Special efforts were made to establish intimate relations with the other
Asiatic peoples. Asiatic students were invited to attend Japanese universities
and as a matter of fact did attend by the thousand, while a whole series of
societies was formed having for their object the knitting of close cultural and
economic ties between Japan and specific regions like China, Siam, the Pacific,
and even India. The capstone was a " Pan-Asiatic Association,"
founded by Count Okuma. Some of the facts regarding these societies, about
which too little is known, make interesting reading. For instance, there was
the "Pacific Ocean Society" ("Taheijoka"), whose preamble
reads in part: "For a century the Pacific Ocean has been a battle-ground
wherein the nations have straggled for supremacy. To-day the prosperity or
decadence of a nation depends on its power in the Pacific: to possess the
empire of the Pacific is to be the Master of the World. As Japan finds itself
at the centre of that Ocean, whose waves bathe its shores, it must reflect
carefully and have clear views on Pacific questions." (Quoted by
Scie-Ton-Fa, "La Chine et le Japon," Revue Politique Internationale,
September, 1915.)

## Supplied material
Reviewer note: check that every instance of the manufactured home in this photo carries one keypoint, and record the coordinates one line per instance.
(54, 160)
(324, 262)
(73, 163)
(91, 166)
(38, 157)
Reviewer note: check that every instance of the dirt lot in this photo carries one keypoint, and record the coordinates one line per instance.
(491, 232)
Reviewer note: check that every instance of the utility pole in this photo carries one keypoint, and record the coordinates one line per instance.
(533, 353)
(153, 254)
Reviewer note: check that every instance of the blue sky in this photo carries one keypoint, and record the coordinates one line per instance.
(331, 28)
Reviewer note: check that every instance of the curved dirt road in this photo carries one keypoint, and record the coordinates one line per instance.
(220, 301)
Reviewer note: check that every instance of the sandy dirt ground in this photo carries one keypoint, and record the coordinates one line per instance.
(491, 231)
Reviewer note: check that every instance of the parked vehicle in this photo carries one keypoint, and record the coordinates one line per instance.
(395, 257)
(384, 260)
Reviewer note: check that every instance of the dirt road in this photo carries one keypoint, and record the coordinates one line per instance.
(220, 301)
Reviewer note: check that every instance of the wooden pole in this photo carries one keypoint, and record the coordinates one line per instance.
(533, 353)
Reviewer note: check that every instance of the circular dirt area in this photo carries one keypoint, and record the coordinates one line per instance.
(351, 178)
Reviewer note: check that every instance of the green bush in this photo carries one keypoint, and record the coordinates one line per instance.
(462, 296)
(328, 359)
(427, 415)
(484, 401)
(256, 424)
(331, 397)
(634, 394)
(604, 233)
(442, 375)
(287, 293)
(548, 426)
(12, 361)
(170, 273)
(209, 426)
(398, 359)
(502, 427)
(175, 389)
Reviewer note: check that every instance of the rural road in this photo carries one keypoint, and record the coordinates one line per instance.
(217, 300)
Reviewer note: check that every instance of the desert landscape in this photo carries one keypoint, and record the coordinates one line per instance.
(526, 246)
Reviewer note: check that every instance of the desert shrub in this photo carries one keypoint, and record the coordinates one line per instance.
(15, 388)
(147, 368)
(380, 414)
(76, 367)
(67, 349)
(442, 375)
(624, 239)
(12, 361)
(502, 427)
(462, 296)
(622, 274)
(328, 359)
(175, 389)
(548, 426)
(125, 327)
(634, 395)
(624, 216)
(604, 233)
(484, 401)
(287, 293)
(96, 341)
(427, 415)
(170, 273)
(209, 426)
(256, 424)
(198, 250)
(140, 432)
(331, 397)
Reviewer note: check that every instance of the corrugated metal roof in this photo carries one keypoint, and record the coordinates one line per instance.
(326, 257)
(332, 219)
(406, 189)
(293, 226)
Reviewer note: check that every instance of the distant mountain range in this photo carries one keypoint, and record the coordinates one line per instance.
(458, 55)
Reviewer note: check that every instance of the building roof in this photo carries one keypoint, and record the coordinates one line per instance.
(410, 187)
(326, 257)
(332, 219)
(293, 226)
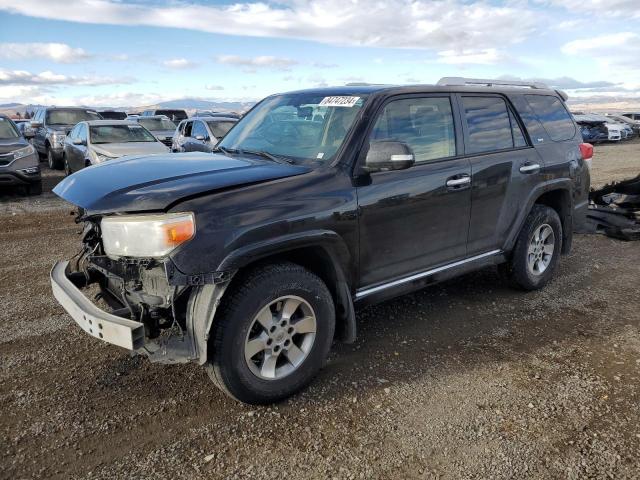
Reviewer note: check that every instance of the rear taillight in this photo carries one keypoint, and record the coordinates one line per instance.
(586, 150)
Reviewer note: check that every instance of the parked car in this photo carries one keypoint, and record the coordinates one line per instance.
(24, 127)
(632, 115)
(161, 127)
(19, 162)
(208, 113)
(201, 134)
(175, 115)
(593, 131)
(113, 114)
(252, 260)
(94, 142)
(614, 130)
(50, 126)
(634, 124)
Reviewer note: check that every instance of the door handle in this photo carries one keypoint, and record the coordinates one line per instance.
(530, 168)
(459, 181)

## Work to do
A: Answer these questions from the passage on Japan's Pan-Asiatic societies:
(i) Who founded the "Pan-Asiatic Association"?
(ii) What Japanese name does the passage give for the "Pacific Ocean Society"?
(iii) In which periodical, and in which month and year, was the society's preamble quoted?
B: Continue the passage on Japan's Pan-Asiatic societies, starting after its last sentence.
The rows have no connection to the text about Japan's Pan-Asiatic societies.

## Answers below
A:
(i) Count Okuma
(ii) "Taheijoka"
(iii) Revue Politique Internationale, September 1915

B:
Equally
interesting is the "Indo-Japanese Association," whose activities
appear somewhat peculiar in view of the political alliance between Japan and
the British Empire. One of the first articles of its constitution (from Count
Okuma's pen, by the way) reads: "All men wore born equal. The Asiatics
have the same claim to be called men as the Europeans themselves. It is
therefore quite unreasonable that the latter should have any right to predominate
over the former." (The Literary Digest, March 6, 1910, p. 429.) No mention
is made anywhere in the document of India's political connection with England.
In fact, Count Okuma, in the autumn of 1907, had this to say regarding India:
"Being oppressed by the Europeans, the 300,000,000 people of India are
looking for Japanese protection. They have commenced to boycott European
merchandise. If, therefore, the Japanese let the chance slip by and do not go
to India, the Indians will be disappointed. From old times, India has been a
land of treasure. Alexander the Great obtained there treasure sufficient to
load a hundred camels, and Mahmoud and Attila also obtained riches from India.
Why should not the Japanese stretch out their hands toward that country, now
that the people are looking to the Japanese? The Japanese ought to go to India,
the South Ocean, and other parts of the world." (The Literary Digest,
January 18, 1908, p. 81.)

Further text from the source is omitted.